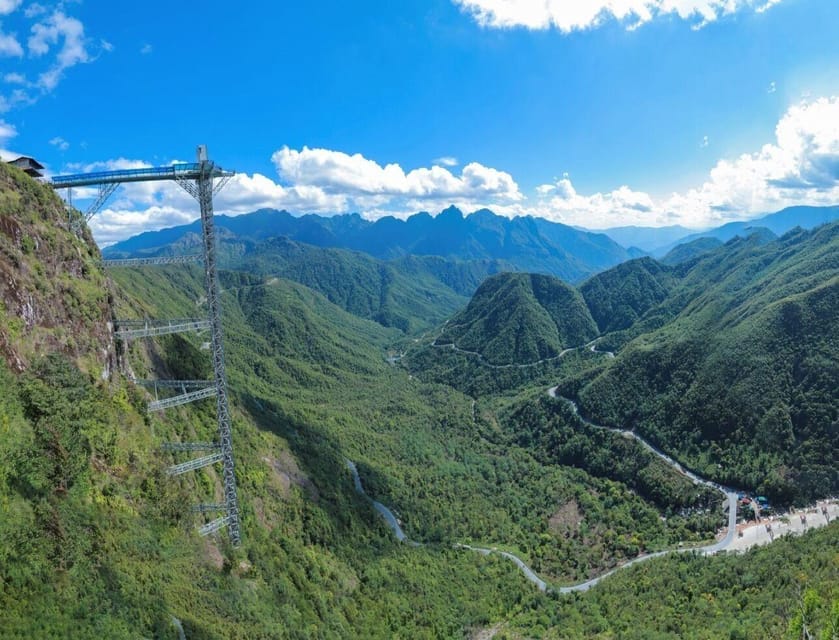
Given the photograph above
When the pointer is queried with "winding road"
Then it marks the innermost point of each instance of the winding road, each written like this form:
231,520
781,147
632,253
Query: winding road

========================================

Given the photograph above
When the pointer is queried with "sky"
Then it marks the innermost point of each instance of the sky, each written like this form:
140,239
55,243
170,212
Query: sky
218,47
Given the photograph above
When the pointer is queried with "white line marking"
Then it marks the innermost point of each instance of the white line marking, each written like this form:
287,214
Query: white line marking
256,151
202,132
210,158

========================================

## ASSIGNMENT
Find how many lines in the listing hold "road", and reply with that number only.

## FINISHED EXERCISE
3